** START **

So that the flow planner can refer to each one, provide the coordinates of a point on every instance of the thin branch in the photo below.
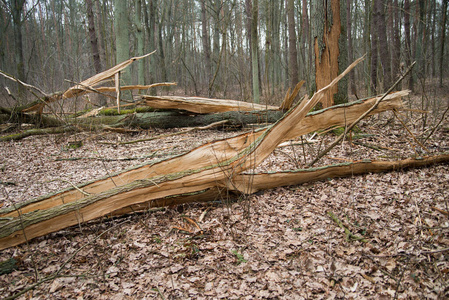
(361, 117)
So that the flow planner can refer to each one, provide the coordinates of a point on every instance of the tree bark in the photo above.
(330, 48)
(396, 57)
(293, 53)
(17, 10)
(374, 50)
(209, 167)
(384, 53)
(353, 87)
(122, 36)
(93, 37)
(442, 40)
(206, 45)
(140, 42)
(408, 43)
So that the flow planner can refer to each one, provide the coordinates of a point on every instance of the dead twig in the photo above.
(169, 134)
(361, 117)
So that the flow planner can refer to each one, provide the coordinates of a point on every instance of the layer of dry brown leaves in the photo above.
(279, 243)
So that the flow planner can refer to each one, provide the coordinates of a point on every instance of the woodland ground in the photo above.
(279, 243)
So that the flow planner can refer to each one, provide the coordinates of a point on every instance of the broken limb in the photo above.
(349, 128)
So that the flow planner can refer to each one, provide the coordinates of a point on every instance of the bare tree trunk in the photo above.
(330, 48)
(94, 44)
(206, 45)
(397, 43)
(93, 37)
(408, 42)
(374, 51)
(255, 51)
(122, 36)
(443, 36)
(17, 10)
(420, 69)
(384, 53)
(293, 53)
(140, 43)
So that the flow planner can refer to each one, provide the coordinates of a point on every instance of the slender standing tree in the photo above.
(206, 44)
(93, 36)
(255, 51)
(17, 12)
(293, 53)
(379, 13)
(396, 51)
(122, 36)
(140, 42)
(350, 54)
(408, 43)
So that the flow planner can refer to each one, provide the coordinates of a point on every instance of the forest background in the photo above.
(210, 49)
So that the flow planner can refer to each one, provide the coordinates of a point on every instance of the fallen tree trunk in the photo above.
(221, 149)
(202, 105)
(211, 166)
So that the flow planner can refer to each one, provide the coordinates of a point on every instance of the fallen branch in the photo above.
(349, 128)
(201, 105)
(348, 233)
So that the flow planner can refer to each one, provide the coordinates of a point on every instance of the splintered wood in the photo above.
(201, 174)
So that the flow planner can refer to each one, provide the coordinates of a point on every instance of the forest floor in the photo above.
(279, 243)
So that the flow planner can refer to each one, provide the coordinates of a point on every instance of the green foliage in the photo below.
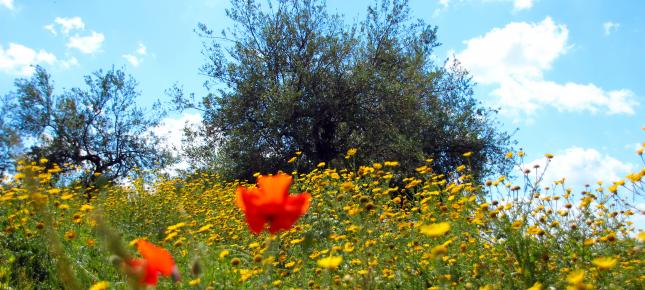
(98, 127)
(295, 78)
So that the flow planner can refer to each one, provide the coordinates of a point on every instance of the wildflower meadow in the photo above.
(357, 226)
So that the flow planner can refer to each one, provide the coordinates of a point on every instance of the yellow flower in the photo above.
(536, 286)
(604, 263)
(194, 282)
(435, 230)
(439, 251)
(204, 228)
(101, 285)
(70, 235)
(331, 262)
(641, 236)
(86, 207)
(576, 277)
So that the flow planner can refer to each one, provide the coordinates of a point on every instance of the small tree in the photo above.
(99, 128)
(297, 79)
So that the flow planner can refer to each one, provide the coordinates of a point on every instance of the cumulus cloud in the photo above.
(18, 59)
(610, 27)
(514, 58)
(522, 4)
(581, 166)
(70, 24)
(7, 4)
(88, 44)
(136, 58)
(69, 62)
(171, 132)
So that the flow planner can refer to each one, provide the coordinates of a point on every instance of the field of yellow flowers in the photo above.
(360, 227)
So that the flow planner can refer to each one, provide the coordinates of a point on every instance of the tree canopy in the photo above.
(98, 128)
(291, 77)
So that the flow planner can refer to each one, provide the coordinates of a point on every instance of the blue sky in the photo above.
(567, 74)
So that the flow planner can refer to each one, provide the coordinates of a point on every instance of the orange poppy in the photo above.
(156, 261)
(270, 203)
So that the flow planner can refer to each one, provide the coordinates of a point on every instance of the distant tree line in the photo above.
(285, 78)
(98, 128)
(291, 77)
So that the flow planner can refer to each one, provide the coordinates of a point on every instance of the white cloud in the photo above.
(610, 27)
(132, 59)
(50, 28)
(522, 4)
(17, 59)
(87, 44)
(141, 50)
(518, 49)
(70, 24)
(171, 131)
(68, 63)
(136, 58)
(7, 4)
(580, 166)
(515, 57)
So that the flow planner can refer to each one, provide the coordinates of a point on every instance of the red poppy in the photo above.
(270, 202)
(156, 261)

** END **

| What to work on |
Can the entries above be repeated exactly, without their pictures?

| Output below |
So that the flow planner can refer to each one, provide the coordinates of a point on every instance of the thin branch in the photo below.
(361, 117)
So that the flow planner can refer to each one, provide the coordinates of a point on every instance of the tree bark in the photo above.
(330, 48)
(396, 57)
(293, 53)
(17, 10)
(374, 50)
(209, 167)
(384, 53)
(353, 87)
(122, 36)
(93, 37)
(442, 40)
(206, 45)
(140, 42)
(408, 43)
So that the flow planner can refer to each one, provide the coordinates of a point on every instance of the dead twig in the photo above.
(169, 134)
(361, 117)
So that the flow planner can refer to each one, provide the coordinates of a point on every instance of the layer of dry brown leaves in the photo above.
(279, 243)
So that the flow planner can refer to each one, provide the coordinates of a point on every instance of the woodland ground in the photo above.
(279, 243)
So that the flow planner can refer to each one, provide the coordinates of a point on every instance of the broken limb in the photo above.
(349, 128)
So that the flow planner can refer to each one, provide the coordinates of a point on every instance of the bare tree trunk in the photo above.
(330, 48)
(94, 44)
(206, 45)
(397, 43)
(93, 37)
(408, 42)
(374, 51)
(255, 51)
(122, 36)
(443, 36)
(17, 10)
(420, 69)
(384, 53)
(293, 53)
(140, 43)
So that the flow planner can refer to each one, provide the coordinates of a point on every instance of the slender standing tree in the photo above.
(206, 44)
(93, 36)
(255, 51)
(17, 12)
(293, 53)
(379, 13)
(396, 51)
(122, 36)
(140, 42)
(350, 54)
(408, 43)
So that the flow planner can refer to each one, provide the coordinates of a point on every instance of the forest background in the photo above.
(210, 49)
So that the flow planner can refer to each one, provide the coordinates of a point on every instance of the fallen tree trunk in the photo above.
(221, 149)
(202, 105)
(211, 166)
So that the flow planner can refer to each one, provide the coordinates of a point on every instance of the fallen branch in the photo above.
(349, 128)
(201, 105)
(348, 233)
So that the flow planner can refer to each one, provide the coordinates of a point on every instance of the splintered wood in the photo above.
(201, 174)
So that the flow planner can refer to each one, provide the coordinates of a point on every instance of the forest floor in the photo above.
(279, 243)
So that the flow planner can refer to each one, provide the coordinates of a point on every instance of the green foliage in the photo below.
(98, 127)
(295, 78)
So that the flow planner can refer to each one, provide the coordinates of a point on every instance of the wildflower meadow in the photo above.
(357, 226)
So that the flow planner can refer to each one, provide the coordinates of a point on every instance of the yellow flower in the photo above.
(536, 286)
(604, 263)
(194, 282)
(435, 230)
(439, 251)
(204, 228)
(101, 285)
(70, 235)
(331, 262)
(641, 236)
(86, 207)
(576, 277)
So that the flow planner can refer to each one, provide the coordinates of a point on every instance of the small tree in the photo above.
(99, 128)
(297, 79)
So that the flow planner can refer to each one, provide the coordinates of a point on every instance of the cumulus cloud in the photo above.
(18, 59)
(610, 27)
(514, 58)
(522, 4)
(581, 166)
(70, 24)
(7, 4)
(88, 44)
(136, 58)
(69, 62)
(171, 132)
So that the flow planner can refer to each one, provide the coordinates of a point on every instance of the field of yellow flowers in the photo above.
(360, 227)
So that the flow planner can refer to each one, provide the coordinates of a point on every instance of the tree canopy in the photo above.
(98, 128)
(291, 77)
So that the flow planner can refer to each one, provide the coordinates of a point on every instance of the blue sky in the photo above.
(567, 74)
So that the flow planner can refer to each one, provide the coordinates of a point on every instance of the orange poppy in the photo above.
(156, 261)
(270, 203)
So that the flow planner can refer to each one, provide the coordinates of a point on every instance of the distant tree line in the photo above.
(285, 78)
(98, 128)
(291, 77)
So that the flow planner can refer to each one, provide the coordinates of a point on every instance of the white cloud in the photo above.
(610, 27)
(132, 59)
(50, 28)
(522, 4)
(17, 59)
(87, 44)
(141, 50)
(518, 49)
(70, 24)
(171, 131)
(68, 63)
(136, 58)
(7, 4)
(580, 166)
(515, 57)
So that the flow planner can refer to each one, provide the coordinates of a point on every instance of the red poppy in the photo above.
(270, 202)
(156, 261)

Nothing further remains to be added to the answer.